TEXT SECTION.

Klüber studies hydro lubricants as lubricants of the future

How would it be if maintenance of industrial gear units or automobile transmissions were to consist simply of topping up with mains water? If contaminations by lubricants could be eliminated without any problems using clear water? Not only would that render work in industrial plants safer and cleaner, but at a stroke, all worries regarding the sustainability of the lubricant being used would be dispelled. This was the thinking behind Klüber Lubrication’s development of a concept that has the potential to revolutionize the future of specialty lubricants. The tribology experts have succeeded in developing homogeneous lubricants with functional water contents: the Hydro Lubricants.

“Compared with the present-day oil-based lubricants, water offers numerous important functional advantages: It is sustainable, globally available, non-toxic, and non-flammable,” said Dr. Stefan Seemeyer, head of Research and Product Development at Klüber Lubrication. “As a lubricant, it had, up to now, been of limited utility, since water is subject to certain physical and biological limitations, like evaporation and freezing points, oxidation or microbiological growth. By means of additives in the lubricant or technical solutions at the component concerned, however, these limits can be shifted, and the water-specific effects rendered beneficially usable. With a water-based product concept, we’ve even been able to reduce the friction involved far enough to bring the range of ‘super lubricity’ within reach.”

WHAT TO DO.
• 1. Transcribe the article on hydro lubricants from "Klüber studies hydro" to "the Hydro Lubricants.".
• 2. Pick up the article on hydro lubricants at its final sentence and keep writing it.
These items were taken from a different source than the article on hydro lubricants.

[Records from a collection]

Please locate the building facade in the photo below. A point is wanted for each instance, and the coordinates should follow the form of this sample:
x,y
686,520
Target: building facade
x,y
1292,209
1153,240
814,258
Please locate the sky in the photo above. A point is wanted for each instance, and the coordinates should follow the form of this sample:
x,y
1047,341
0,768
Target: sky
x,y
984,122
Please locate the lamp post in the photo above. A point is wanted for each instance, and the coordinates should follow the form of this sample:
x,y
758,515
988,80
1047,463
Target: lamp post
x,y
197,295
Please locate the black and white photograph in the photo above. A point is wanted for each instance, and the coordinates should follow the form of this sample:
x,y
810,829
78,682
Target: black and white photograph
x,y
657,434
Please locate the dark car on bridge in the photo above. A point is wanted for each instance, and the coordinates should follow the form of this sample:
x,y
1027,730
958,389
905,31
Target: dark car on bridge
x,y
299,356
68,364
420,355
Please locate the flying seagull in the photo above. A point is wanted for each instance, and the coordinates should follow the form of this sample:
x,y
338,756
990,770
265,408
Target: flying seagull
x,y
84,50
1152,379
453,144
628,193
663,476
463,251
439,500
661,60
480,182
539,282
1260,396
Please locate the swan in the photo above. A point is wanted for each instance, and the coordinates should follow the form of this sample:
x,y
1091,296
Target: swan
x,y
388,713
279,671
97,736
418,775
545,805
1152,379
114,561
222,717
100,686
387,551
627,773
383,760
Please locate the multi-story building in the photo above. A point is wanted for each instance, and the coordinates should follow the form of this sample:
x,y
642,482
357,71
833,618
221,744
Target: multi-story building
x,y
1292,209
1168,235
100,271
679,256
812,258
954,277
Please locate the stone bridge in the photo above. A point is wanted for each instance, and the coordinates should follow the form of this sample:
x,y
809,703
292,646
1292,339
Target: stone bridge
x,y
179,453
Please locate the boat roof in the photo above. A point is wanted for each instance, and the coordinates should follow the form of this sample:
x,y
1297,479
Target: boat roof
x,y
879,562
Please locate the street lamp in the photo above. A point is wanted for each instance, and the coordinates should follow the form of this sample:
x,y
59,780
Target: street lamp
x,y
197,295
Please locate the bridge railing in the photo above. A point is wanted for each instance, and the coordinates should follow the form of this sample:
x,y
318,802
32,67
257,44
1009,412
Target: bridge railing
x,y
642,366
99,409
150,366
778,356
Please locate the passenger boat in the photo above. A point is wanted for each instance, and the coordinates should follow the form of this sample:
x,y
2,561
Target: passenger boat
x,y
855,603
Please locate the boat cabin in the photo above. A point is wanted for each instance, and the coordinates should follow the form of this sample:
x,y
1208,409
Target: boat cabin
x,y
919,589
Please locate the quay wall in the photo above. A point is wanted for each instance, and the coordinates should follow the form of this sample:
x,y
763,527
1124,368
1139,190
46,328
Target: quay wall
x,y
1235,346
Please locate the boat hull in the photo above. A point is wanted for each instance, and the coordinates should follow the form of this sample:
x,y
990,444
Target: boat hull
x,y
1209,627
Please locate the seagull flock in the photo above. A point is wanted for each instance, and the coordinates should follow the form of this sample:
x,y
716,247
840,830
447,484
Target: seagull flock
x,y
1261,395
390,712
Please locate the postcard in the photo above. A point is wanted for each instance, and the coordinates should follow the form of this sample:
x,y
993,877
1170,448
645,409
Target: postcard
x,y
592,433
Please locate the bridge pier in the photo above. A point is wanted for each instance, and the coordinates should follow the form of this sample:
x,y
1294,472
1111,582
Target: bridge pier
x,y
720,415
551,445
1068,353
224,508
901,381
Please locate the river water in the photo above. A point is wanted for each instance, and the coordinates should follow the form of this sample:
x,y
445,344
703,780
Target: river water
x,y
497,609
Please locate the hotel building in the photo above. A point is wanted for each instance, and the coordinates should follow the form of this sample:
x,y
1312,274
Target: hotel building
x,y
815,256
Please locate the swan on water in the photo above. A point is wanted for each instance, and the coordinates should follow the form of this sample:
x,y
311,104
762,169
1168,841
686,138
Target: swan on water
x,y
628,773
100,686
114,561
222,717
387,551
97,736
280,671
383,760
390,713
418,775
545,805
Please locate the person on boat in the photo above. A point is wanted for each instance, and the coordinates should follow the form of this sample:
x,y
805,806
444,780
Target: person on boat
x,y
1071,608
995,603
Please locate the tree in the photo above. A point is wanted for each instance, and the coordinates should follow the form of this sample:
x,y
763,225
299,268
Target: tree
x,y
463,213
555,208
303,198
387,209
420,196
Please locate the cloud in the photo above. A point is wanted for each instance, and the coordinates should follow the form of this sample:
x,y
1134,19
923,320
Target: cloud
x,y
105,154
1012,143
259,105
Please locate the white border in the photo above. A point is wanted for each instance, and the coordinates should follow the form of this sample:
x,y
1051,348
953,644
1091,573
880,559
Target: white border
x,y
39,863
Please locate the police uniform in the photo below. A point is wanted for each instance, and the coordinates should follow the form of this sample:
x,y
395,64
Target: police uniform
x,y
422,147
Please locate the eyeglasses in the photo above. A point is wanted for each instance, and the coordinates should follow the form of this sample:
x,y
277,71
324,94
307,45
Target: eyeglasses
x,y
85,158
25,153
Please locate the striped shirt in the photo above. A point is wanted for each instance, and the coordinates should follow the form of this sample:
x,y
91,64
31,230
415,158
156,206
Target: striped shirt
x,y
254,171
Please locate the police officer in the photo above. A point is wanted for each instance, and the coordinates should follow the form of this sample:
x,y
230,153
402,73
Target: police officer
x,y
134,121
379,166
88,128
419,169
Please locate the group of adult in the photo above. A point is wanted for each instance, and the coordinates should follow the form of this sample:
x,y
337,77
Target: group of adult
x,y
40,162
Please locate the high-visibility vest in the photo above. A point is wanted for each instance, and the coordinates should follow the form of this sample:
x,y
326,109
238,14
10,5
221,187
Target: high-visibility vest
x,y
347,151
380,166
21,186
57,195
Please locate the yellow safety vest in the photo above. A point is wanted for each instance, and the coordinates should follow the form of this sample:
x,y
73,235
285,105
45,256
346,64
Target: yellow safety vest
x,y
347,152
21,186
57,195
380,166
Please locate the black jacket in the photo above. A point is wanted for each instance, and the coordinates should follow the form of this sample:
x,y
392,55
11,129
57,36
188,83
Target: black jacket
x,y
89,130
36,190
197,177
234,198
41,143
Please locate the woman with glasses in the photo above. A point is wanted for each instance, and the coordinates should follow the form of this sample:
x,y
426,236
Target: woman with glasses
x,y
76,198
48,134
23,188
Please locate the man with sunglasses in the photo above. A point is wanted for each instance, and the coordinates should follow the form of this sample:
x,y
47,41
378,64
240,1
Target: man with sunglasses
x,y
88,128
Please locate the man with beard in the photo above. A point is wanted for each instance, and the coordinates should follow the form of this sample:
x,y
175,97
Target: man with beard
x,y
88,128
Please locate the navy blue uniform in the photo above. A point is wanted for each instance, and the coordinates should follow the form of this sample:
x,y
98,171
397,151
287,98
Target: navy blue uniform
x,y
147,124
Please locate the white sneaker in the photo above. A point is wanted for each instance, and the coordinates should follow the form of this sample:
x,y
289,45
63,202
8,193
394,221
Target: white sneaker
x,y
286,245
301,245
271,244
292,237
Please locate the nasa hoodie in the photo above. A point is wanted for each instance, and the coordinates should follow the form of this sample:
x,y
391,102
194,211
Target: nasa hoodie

EXERCISE RESULTS.
• 1.
Klüber studies hydro lubricants as lubricants of the future

How would it be if maintenance of industrial gear units or automobile transmissions were to consist simply of topping up with mains water? If contaminations by lubricants could be eliminated without any problems using clear water? Not only would that render work in industrial plants safer and cleaner, but at a stroke, all worries regarding the sustainability of the lubricant being used would be dispelled. This was the thinking behind Klüber Lubrication’s development of a concept that has the potential to revolutionize the future of specialty lubricants. The tribology experts have succeeded in developing homogeneous lubricants with functional water contents: the Hydro Lubricants.

• 2.
Water as a deliberately selected lubricant component offers entirely new possibilities, not least with the newly acquired sheer diversity of raw materials. Since water-soluble substances are not usually soluble in oil, they were nearly irrelevant in classical lubricant development. With innovative lubricant components of this kind, it is now possible to achieve performance parameters previously unattainable, like very good cooling properties or energy-savings, thanks to significantly reduced friction.

The water-specific effects can likewise be rendered beneficially usable by technical solutions at the component itself. For example, evaporated water can be retained in the circuit inside an enclosed component, and even be used for cooling purposes. Another line of approach is to render usable the obvious properties of water, such as electrical conductivity or cooling effects. This opens up entirely new options for many application categories, not least in the field of e-mobility.

“The specialty lubricant of the future will have to solve hitherto unknown challenges,” said Michaela Wiesböck, group leader at Klüber Lubrication in the Research and Product Development Department. “In view of progressively more stringent expectations of lubricants in terms of performative capabilities, energy-efficiency and eco-compatibility on the one hand and the finitude of fossil raw materials on the other, the demand for innovative lubrication concepts based entirely on renewable raw materials is already becoming apparent.”

The Hydro Lubrication technology is meanwhile being used in the Klüberplus C 2 series. In this lubricant, conceived for conveyor belts, water and water-soluble oils form a homogeneous solution, which leads to improved metering of the lubricant, and thus reduces the incidence of malfunctions in the production operation. This means, however, that Hydro Lubrication technology is only just beginning to explore its potentials. Together with cooperation from different sectors, Klüber Lubrication is working on Hydro Lubricants for applications in gear units, bearings, chains, and other components.